# [GIVEN PROBLEM]
Gather every line in the listing below that contains the word "vegetation", matching case exactly.

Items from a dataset
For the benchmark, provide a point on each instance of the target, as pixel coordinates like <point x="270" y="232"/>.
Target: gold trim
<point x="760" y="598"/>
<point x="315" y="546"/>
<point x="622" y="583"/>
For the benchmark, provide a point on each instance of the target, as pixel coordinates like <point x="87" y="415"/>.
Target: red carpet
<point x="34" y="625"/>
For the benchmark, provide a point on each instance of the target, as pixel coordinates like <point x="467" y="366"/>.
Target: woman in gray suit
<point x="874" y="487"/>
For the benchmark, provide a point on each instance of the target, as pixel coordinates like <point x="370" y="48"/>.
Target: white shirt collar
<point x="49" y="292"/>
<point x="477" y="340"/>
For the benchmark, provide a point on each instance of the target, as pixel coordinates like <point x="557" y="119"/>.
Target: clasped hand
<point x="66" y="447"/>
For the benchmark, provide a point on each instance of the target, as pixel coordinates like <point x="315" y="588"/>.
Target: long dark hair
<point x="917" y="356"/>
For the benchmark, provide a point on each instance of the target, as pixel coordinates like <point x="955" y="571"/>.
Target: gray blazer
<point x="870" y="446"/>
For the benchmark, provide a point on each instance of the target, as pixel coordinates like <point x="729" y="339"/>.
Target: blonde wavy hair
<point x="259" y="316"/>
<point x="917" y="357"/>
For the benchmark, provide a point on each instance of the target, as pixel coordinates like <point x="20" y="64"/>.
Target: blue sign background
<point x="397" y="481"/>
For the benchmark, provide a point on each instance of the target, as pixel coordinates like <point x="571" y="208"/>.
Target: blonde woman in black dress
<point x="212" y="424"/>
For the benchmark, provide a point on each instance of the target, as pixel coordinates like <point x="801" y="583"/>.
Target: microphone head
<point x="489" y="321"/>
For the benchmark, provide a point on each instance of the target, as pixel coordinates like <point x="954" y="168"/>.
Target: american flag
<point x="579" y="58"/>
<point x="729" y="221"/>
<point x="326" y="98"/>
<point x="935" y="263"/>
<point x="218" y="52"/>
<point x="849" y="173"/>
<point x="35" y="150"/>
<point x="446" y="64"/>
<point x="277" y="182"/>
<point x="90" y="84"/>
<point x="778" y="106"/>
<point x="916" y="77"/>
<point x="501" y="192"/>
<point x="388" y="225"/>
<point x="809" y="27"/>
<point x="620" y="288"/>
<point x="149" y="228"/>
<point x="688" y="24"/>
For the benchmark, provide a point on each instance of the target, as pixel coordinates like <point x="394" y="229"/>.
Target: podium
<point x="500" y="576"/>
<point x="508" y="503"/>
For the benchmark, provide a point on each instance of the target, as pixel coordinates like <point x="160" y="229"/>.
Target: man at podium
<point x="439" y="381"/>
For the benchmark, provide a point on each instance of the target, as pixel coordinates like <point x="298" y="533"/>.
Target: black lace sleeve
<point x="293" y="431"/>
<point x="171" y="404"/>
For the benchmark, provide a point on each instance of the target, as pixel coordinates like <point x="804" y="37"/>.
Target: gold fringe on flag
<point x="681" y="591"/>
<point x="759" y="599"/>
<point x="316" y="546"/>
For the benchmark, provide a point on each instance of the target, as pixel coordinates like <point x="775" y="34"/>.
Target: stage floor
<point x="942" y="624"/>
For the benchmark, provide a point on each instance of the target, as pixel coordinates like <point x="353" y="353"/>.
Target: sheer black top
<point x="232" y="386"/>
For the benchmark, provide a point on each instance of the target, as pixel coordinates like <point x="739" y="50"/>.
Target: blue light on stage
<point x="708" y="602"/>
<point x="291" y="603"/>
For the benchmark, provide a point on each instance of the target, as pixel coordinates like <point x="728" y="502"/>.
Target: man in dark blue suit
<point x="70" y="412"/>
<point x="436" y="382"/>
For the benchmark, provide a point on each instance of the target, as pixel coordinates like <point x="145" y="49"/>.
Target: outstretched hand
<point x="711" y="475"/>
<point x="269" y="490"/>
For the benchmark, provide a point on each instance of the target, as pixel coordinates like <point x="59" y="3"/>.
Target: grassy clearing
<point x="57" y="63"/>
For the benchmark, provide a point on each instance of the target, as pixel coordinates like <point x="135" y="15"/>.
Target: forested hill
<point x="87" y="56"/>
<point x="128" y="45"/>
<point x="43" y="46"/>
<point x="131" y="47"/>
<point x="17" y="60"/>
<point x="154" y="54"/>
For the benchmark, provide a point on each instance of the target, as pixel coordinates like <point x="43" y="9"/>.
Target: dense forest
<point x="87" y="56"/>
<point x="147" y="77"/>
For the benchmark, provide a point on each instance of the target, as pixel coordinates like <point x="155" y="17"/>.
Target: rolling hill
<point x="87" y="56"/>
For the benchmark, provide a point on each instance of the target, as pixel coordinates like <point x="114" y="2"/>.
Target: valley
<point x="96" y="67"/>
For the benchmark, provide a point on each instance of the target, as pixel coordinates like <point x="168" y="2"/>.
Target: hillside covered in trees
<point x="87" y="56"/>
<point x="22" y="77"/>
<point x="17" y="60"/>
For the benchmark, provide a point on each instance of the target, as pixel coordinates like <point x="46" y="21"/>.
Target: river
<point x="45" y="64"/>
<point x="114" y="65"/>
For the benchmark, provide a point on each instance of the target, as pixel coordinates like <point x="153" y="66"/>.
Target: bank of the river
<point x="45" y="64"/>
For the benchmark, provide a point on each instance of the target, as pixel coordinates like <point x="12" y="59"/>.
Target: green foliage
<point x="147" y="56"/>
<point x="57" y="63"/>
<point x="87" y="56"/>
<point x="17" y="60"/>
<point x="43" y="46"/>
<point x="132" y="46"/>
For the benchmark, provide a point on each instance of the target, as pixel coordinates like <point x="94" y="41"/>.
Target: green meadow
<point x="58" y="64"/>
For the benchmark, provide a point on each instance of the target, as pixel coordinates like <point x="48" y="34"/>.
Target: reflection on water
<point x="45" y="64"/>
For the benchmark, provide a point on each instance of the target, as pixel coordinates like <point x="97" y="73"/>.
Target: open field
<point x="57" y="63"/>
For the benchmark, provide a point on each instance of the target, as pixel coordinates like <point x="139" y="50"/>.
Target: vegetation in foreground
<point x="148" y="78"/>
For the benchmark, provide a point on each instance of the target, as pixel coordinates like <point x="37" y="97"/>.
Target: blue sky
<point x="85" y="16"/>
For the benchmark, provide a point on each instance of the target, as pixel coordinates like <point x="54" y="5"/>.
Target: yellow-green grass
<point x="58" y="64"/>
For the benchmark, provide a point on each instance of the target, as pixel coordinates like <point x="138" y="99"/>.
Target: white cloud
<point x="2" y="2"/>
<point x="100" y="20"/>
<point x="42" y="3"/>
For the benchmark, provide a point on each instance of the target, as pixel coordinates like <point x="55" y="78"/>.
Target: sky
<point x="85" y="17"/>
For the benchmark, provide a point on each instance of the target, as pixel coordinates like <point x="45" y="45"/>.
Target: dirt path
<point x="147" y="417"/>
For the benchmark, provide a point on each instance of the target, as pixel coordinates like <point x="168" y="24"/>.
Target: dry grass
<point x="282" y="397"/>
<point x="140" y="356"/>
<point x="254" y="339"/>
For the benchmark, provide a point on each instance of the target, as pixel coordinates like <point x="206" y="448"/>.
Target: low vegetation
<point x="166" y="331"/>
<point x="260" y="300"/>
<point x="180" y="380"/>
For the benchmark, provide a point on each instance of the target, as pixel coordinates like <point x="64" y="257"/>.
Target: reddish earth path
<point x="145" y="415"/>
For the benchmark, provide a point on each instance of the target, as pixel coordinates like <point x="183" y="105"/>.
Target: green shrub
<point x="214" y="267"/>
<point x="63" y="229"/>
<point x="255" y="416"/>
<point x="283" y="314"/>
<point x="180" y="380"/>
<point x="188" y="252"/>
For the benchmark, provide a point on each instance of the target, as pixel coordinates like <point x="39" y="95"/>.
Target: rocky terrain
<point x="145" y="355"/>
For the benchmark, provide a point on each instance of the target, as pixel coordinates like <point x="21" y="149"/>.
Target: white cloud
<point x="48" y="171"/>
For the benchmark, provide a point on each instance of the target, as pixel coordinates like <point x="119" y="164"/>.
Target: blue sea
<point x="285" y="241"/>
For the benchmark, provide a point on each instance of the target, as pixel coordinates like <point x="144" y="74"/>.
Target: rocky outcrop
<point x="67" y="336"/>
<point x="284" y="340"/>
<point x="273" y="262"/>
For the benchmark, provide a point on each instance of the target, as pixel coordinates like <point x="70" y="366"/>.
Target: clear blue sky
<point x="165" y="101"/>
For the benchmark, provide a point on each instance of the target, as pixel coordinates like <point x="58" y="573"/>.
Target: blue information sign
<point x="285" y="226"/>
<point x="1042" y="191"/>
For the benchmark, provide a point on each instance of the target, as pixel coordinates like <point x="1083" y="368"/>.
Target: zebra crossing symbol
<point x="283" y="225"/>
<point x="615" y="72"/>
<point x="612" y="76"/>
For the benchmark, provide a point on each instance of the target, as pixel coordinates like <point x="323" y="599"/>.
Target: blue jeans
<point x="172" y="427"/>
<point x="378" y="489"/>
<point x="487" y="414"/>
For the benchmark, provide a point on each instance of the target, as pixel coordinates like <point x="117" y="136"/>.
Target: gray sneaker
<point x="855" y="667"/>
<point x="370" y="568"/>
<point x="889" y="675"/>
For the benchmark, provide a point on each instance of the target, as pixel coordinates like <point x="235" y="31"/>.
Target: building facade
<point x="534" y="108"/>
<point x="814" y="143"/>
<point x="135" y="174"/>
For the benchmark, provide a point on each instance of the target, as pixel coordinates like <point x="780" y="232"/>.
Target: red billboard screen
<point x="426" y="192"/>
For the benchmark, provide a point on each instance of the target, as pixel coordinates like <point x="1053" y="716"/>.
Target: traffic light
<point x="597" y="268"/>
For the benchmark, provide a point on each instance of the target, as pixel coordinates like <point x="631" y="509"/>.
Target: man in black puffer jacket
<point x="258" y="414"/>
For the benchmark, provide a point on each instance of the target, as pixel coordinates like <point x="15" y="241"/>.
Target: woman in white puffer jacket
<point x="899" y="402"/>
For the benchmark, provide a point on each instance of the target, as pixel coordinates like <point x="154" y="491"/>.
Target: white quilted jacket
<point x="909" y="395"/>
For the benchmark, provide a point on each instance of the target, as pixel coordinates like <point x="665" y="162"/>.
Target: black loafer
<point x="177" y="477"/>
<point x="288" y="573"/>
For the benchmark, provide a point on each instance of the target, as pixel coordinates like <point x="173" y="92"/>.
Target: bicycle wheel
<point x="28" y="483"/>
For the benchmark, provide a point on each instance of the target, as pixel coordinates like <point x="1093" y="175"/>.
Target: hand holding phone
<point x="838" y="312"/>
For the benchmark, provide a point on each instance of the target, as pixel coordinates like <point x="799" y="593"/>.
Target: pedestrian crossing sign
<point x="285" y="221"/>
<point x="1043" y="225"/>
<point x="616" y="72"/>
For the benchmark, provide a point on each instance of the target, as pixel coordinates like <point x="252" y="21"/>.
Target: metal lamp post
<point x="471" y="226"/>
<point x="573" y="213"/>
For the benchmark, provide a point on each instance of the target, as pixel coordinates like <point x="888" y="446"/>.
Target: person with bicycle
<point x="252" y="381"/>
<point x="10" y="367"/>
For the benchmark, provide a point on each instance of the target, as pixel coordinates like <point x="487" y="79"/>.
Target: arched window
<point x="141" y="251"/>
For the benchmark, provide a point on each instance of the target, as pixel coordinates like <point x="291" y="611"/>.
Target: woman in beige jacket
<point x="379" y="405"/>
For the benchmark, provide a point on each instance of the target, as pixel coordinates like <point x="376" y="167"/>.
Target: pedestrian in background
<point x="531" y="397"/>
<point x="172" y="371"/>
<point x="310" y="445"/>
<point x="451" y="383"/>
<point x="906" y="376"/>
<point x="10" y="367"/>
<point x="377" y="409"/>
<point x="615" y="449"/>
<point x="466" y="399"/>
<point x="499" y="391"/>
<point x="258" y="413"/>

# [THE RESPONSE]
Target: vegetation in foreground
Target: low vegetation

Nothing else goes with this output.